CHALLENGE: Reproduce the rows below verbatim, from the line containing "For the mapping pass, tag each instance of the hillside" through the final line of the rows.

INFORMATION SUPPLIED:
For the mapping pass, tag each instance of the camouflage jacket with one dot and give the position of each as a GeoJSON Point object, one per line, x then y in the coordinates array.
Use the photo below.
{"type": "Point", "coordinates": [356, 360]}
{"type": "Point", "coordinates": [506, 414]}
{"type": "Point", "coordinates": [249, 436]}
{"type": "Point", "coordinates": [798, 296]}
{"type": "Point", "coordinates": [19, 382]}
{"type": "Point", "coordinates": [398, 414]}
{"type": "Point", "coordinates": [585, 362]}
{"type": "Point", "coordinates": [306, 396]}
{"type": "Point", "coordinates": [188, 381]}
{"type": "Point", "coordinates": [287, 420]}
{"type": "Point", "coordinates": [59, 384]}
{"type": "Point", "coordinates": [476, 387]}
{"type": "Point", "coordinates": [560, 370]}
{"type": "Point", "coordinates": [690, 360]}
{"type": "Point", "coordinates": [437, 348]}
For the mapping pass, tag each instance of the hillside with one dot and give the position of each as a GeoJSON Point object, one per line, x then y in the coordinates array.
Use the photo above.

TASK RESPONSE:
For the mapping pass, tag each instance of the hillside with one dot and give the position of each as a GeoJSON Point object, one per line, x then y in the coordinates array.
Use the photo above.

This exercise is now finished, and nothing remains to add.